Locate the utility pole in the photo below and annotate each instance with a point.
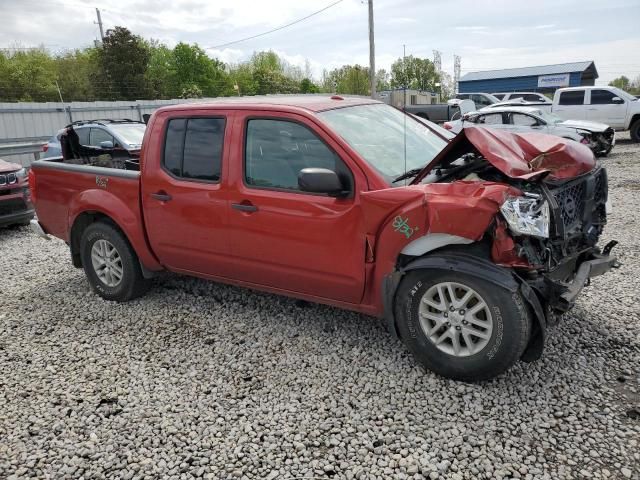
(456, 72)
(100, 25)
(372, 53)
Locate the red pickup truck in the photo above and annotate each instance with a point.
(15, 199)
(468, 248)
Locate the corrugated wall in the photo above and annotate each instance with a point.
(37, 122)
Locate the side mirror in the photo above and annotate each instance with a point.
(320, 180)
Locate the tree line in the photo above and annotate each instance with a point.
(128, 67)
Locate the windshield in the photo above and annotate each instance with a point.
(549, 117)
(383, 135)
(130, 133)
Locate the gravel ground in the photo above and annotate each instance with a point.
(203, 380)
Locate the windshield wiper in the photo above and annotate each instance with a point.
(411, 173)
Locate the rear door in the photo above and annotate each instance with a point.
(571, 105)
(602, 108)
(183, 191)
(285, 238)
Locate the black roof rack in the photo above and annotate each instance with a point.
(103, 121)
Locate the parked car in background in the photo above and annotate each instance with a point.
(600, 138)
(609, 105)
(15, 199)
(520, 102)
(441, 112)
(467, 248)
(480, 99)
(534, 97)
(123, 137)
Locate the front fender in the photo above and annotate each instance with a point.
(126, 215)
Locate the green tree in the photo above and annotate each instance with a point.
(73, 73)
(307, 86)
(194, 67)
(160, 77)
(415, 73)
(124, 59)
(348, 79)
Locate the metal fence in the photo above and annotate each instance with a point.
(26, 127)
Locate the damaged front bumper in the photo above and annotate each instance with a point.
(562, 295)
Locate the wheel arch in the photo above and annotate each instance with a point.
(477, 265)
(80, 224)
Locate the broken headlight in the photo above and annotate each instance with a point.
(527, 215)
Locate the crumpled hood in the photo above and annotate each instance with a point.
(519, 155)
(585, 125)
(7, 167)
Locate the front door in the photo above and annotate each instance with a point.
(184, 198)
(285, 238)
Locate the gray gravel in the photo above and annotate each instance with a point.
(203, 380)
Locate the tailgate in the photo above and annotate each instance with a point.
(61, 191)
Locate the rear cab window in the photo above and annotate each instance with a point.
(602, 97)
(574, 97)
(193, 148)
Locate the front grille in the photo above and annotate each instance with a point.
(8, 179)
(574, 198)
(15, 205)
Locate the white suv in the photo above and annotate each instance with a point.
(609, 105)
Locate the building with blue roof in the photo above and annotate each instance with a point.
(544, 79)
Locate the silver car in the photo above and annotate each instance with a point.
(600, 138)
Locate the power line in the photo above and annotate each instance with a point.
(276, 29)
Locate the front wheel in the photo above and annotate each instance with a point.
(460, 326)
(635, 131)
(110, 263)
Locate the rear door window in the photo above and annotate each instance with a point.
(193, 148)
(523, 120)
(572, 98)
(276, 151)
(98, 135)
(491, 119)
(83, 135)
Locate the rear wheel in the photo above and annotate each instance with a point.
(110, 263)
(460, 326)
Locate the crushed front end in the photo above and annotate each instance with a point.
(547, 232)
(561, 264)
(15, 198)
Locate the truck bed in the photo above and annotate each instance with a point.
(63, 189)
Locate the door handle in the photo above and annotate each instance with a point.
(162, 196)
(244, 207)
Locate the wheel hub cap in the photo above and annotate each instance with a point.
(456, 319)
(107, 263)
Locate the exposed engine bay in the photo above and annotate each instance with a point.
(552, 226)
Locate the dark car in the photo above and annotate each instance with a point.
(15, 200)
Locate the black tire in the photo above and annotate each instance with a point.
(511, 327)
(635, 131)
(132, 284)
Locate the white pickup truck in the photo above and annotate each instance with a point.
(608, 105)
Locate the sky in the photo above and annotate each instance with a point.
(486, 34)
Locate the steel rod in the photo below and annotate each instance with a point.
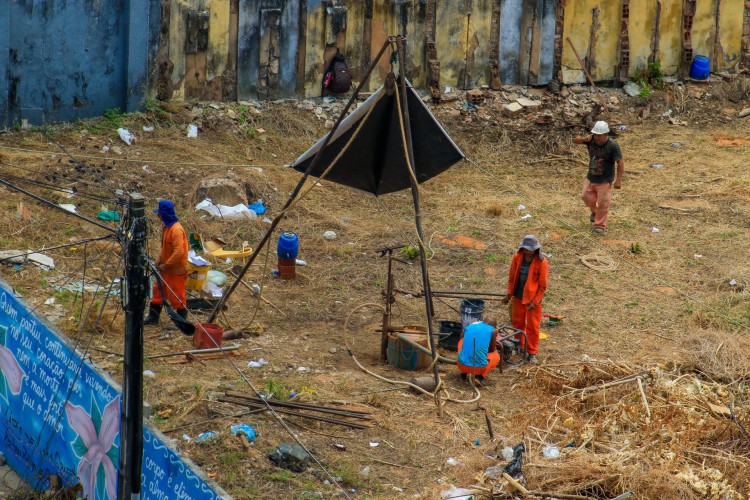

■ ■ ■ ■ ■ ■ ■

How many lines of the data above contain the string "window"? Give only the number.

2